• **Provided passage**

[Start of section]

Delegates from around the world are today arriving in Glasgow ahead of a two-week conference that will test the willingness of today’s world leaders to deliver on the promises they or their predecessors made in Paris six years ago.
As the host nation of COP26, the UK will be expected to demonstrate global leadership at an event that has been described as the “world’s last best chance to get runaway climate change under control”.
In 2015, nearly every country in the world signed the Paris Agreement, the first legally binding international treaty on climate change.
The Paris Agreement is extensive in its scope and detailed in its content, but it is worthwhile considering three of the main areas of the Agreement that outline its ambition, how parties will be held accountable, and who will finance the transition. These will undoubtedly shape leaders’ approach to COP26.
The Agreement, which came into force in 2016, sets out an ambitious global response to the challenge presented by climate change. In short, it commits signatories to limiting global temperature rises to well below 2 degrees above pre-industrial levels and to pursuing efforts to limit the temperature increase to 1.5 degrees above pre-industrial levels. It goes on to encourage countries to take steps to deal with and mitigate the current impacts of climate change.
Beyond this, signatories to the Agreement are also committed to aim to reach peak global greenhouse gas emissions as soon as possible and to take steps to rapidly reduce these and to achieve a balance between its emission and removal.
In order to bring accountability to the signatories, the Paris Agreement requires all parties to commit to and publish the actions they will take to reduce their greenhouse gas emissions (GHG) in the form of Nationally Determined Contributions (NDCs). The Agreement works on a five-year cycle, and the first of these NDCs were due to be published by 2020. As of September 2021, the United Nations Framework Convention on Climate Change had received 164 NDCs, including 86 new or updated NDCs from 113 countries.
Furthermore, the Paris Agreement requires that all parties regularly report on their emissions, commit to a global review every five years, and consider the collective progress of signatories.
The Agreement also makes provision for signatories to develop long-term low greenhouse gas emission development strategies (LT-LEDS). This document, while not mandatory, is intended to provide the long-term context for the NDCs and to enable countries to take a long-term view of the planning and preparatory work needed to achieve the goals set out at Paris in 2015.
Finally, and most significantly, the Paris Agreement outlined how its ambitions would be financed. The Agreement states that “developed country Parties shall provide financial resources to assist developing country Parties with respect to both mitigation and adaptation”.
Building on past COPs, developed countries were encouraged to significantly increase their climate finance ambitions/spending with the aim of mobilising $100 billion per year by 2020. It was announced earlier this month that this will instead be reached by 2023.
Arguably, COP21 and the Paris Agreement were the “easy bit” as they set out the “what” in relation to the action needed to be achieved, in order to address the climate crisis, whereas COP26 is focused on “how” this will be achieved – something that could prove far more difficult to gain agreement on.

[End of section]

Dataset entries:
[Start of section]

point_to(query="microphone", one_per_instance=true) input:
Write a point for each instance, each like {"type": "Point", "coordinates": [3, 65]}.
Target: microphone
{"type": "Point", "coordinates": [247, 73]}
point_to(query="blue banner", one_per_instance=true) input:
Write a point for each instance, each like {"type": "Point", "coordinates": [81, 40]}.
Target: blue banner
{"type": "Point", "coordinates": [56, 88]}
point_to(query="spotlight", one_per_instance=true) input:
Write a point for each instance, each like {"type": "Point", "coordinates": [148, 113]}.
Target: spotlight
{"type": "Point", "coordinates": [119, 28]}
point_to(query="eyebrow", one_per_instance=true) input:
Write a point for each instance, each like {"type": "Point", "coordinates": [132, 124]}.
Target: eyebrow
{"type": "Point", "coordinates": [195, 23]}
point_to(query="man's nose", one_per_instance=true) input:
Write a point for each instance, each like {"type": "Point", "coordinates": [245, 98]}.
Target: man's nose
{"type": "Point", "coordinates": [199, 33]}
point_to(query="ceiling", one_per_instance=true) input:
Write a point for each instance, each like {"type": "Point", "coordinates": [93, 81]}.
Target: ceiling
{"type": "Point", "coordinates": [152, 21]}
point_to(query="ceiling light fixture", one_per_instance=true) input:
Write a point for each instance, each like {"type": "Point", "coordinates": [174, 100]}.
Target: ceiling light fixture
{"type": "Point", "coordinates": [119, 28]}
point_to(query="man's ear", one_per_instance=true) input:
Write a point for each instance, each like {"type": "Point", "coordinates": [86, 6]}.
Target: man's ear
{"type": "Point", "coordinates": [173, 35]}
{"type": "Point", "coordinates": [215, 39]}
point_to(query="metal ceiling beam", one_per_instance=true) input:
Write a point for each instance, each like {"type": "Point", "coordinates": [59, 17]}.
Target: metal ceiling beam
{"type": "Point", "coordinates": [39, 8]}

[End of section]

Answer these questions about the passage on the Paris Agreement.
1. In what year did the Paris Agreement come into force?
2. How many NDCs had the United Nations Framework Convention on Climate Change received as of September 2021?
3. By what year is the $100 billion per year climate finance goal now expected to be reached?
None of the entries is needed here.

1. 2016
2. 164
3. 2023